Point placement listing
— start —

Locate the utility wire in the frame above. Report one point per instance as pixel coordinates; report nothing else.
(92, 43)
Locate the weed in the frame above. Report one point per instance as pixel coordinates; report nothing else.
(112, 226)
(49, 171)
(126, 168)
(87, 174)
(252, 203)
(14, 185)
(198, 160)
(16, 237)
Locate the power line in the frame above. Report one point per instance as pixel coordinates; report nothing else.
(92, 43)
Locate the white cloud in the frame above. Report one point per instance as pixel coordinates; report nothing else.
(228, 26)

— end —

• Required task:
Return every line of the listing above word for word, in the same order, with nothing changed.

• Exercise answer:
Locate the utility wire in the frame above. Report one point per instance as pixel coordinates; report nothing else.
(92, 43)
Locate the weed in the frame above. Report one point per instance as pixel coordinates; report nothing else.
(112, 226)
(49, 171)
(126, 168)
(87, 174)
(252, 203)
(14, 185)
(198, 160)
(16, 237)
Locate the power line in the frame above. Report one point per instance as pixel coordinates; report nothing else.
(92, 43)
Locate the white cloud in the frame above. Report one point per instance as pixel coordinates; report nothing else.
(228, 26)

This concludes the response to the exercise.